**What is expected**. Copy only the lines from the line with "Exercise. Spot the gold" to the line with "Exercise. Spot the hardcover", both included. Scale every coordinate in the answers by 1.3 and round to whole numbers, with halves rounding up, but leave the rest of the wording unchanged.

**Data**.
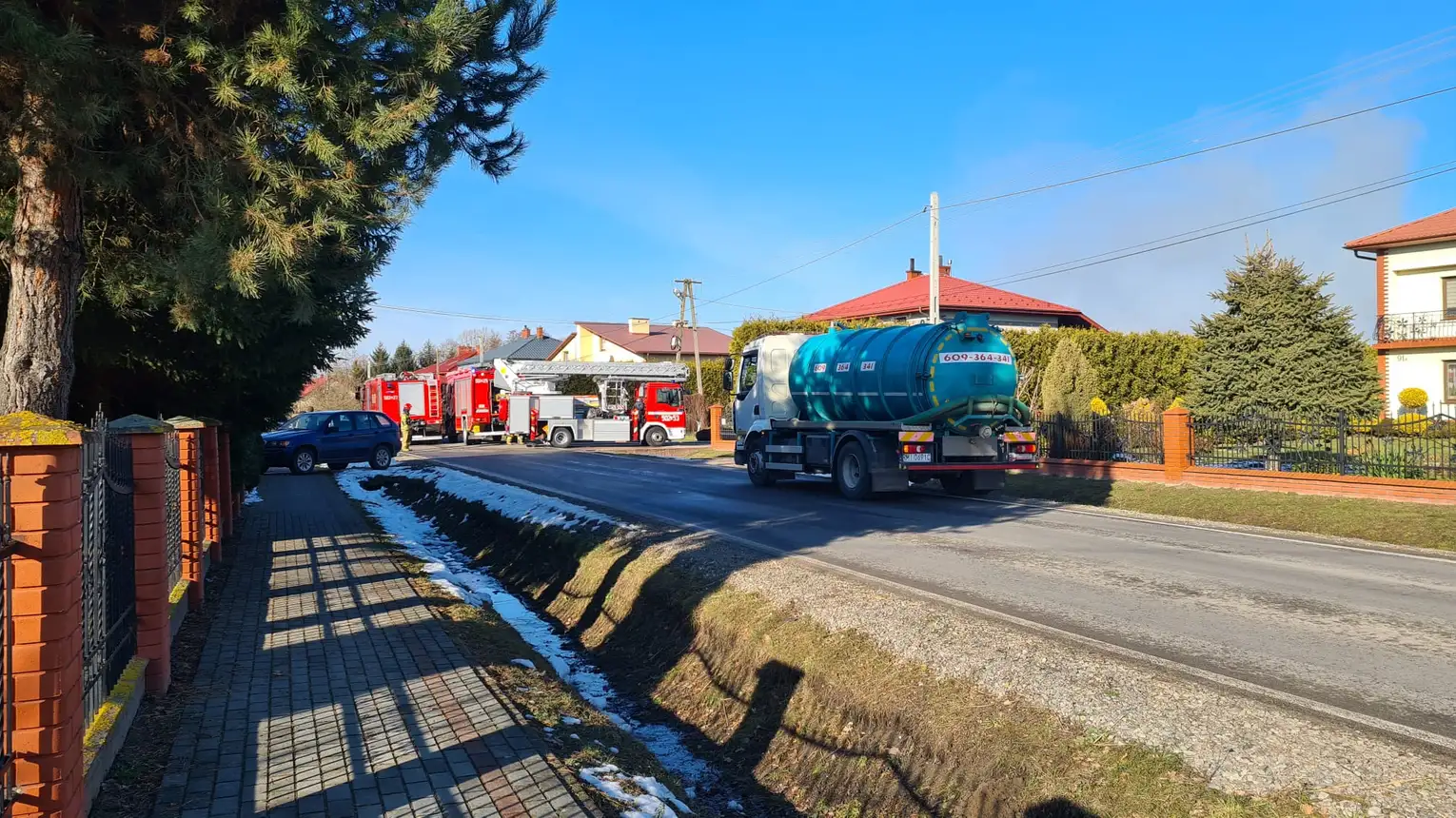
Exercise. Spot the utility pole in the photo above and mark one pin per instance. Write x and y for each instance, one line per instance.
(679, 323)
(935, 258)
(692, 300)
==
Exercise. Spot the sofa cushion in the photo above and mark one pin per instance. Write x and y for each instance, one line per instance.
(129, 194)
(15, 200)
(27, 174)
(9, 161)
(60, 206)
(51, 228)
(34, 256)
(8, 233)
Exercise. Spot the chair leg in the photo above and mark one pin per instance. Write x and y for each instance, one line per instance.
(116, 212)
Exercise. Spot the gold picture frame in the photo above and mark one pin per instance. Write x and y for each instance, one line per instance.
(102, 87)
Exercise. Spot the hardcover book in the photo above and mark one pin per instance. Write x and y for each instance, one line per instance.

**Solution for this exercise**.
Exercise. Spot the gold picture frame in the photo above and mark one pin per instance. Write x and y for each instance, one line per instance.
(133, 113)
Exercise. Spot the hardcover book in the photo above and mark one pin per instance. Write x and y for each instance, one line per instance.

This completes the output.